John Doe- Do you have proof of any law-breaking by the commercial netters? You need to stop spreading false information, and stop with the false accusations, seriously, stop. Do you even understand how commercial fishing works? Have you ever worked as a commercial fishermen? Does your livelihood come from commercial fishing? No, you’ve never had to make your livelihood from commercial fishing, making YOU clueless to this whole process. The commercial fishermen work for themselves, and catch and provide whitefish to the physically challenged the elderly or anybody else who can’t or doesn’t want to catch their own fish. We rely on the commercial fishermen for our fresh fish. I want to by fresh trout, walleye and perch from my commercial fishermen, but I can’t because of the unfair treatment to my state licensed commercial fishermen by the Michigan DNR. Perch are my favorite, but I’m unable to catch my own like a lot of folks, but they are way to expensive from the grocery store, and they’re imported from Canada. I want local fish!
Everyone is suppose to be protected under the Constitution of Michigan for fair treatment. The Michigan DNR has not been following the Constitution of Michigan for the commercial netters since 1962. You sir, are allowing this illegal practice to continue by supporting this practice, thus making you, a law-breaker. Just be careful where you point your finger, you might just get one pointed back at you.

John Doe
Mon, 10/21/2019 - 2:47pm

Yes I and the DNR have proof from the past and present of some Illegal activities from commercial netters. Do I have to post it for you and other clueless yeehawws on this site Hell No whats that going to do? Nothing. It is documented and is part of our arguement to seize all netting for Gamefish/Sportfish of Our Great lakes. Nope never work as a commercial netter. Have you? I do know on any job there are rules and consequences for breaking rules/laws. Commercial netters are not above the law. Buy a pole or buy em from Canada. You eat lobster/crab? If so since you cant go catch em yourself you have to buy them so go buy your walleye and perch at Meijers and enjoy. I am pointing all my fingers at a criminal enterprise and they are welcome to point back stomp their feet and whine like little kids all they want... Time for them to find a new job...

Fair Treatment
Mon, 10/21/2019 - 11:15pm

John-We are all here commenting and trying to have a civil conversation. You are doing all the wining, and quite frankly, it’s childish, so this will be my only reply to you. Your anger is clouding your ability to think clearly on this topic. There is no room for anyone like you at these negotiations.

[Raw records]
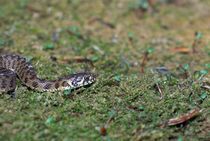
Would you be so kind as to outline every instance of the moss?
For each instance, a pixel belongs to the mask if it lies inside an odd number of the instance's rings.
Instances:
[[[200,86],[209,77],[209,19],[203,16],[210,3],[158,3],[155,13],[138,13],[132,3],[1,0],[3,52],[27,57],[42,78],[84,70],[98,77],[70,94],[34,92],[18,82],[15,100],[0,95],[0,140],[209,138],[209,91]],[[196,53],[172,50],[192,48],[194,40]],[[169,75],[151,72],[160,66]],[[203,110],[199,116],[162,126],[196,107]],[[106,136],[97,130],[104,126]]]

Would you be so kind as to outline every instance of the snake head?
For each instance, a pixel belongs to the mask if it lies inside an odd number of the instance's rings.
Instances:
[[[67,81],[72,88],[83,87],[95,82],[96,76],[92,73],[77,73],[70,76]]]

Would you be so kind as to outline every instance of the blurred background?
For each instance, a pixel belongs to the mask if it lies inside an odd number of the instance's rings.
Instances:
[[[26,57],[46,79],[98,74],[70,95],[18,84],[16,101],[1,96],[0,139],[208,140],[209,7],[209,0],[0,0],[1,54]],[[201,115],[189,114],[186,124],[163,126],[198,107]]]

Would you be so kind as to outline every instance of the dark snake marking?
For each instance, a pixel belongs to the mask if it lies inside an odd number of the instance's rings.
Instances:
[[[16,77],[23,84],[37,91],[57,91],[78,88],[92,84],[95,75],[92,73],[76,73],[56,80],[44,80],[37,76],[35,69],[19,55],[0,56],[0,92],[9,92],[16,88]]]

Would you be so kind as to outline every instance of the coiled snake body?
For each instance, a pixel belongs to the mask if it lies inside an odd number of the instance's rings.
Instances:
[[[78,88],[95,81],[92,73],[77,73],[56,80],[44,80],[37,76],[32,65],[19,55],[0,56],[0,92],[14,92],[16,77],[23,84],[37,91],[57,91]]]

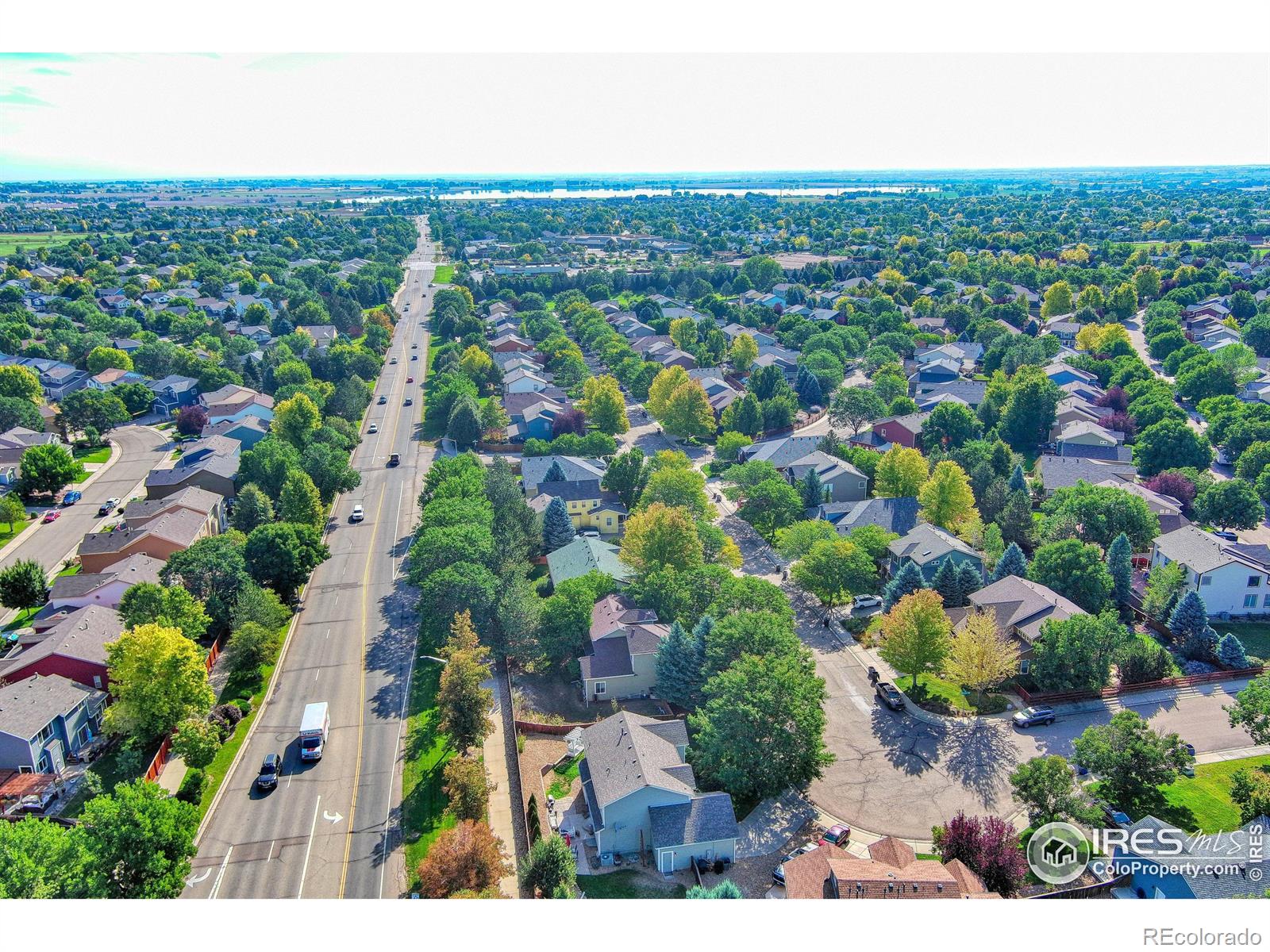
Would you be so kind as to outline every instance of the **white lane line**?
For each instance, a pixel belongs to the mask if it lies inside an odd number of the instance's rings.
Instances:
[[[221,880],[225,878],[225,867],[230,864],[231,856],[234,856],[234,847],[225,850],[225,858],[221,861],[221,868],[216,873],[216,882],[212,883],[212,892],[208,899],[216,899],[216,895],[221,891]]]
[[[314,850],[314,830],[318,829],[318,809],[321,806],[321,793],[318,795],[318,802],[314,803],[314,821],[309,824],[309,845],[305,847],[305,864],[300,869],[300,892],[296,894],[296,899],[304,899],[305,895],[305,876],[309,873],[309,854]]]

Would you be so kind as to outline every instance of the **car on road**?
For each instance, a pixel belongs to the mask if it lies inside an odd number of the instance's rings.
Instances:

■ Complete the following ■
a - Replace "civil conversation" with "polite discussion" in the comment thread on commercial fishing, and write out the part starting at "John-We are all" and ending at "at these negotiations.".
b - According to the comment thread on commercial fishing, since what year has the Michigan DNR not been following the Constitution of Michigan for the commercial netters?
The entries come from a source separate from the comment thread.

■ The results ■
a -
John-We are all here commenting and trying to have a polite discussion. You are doing all the wining, and quite frankly, it’s childish, so this will be my only reply to you. Your anger is clouding your ability to think clearly on this topic. There is no room for anyone like you at these negotiations.

b - Since 1962.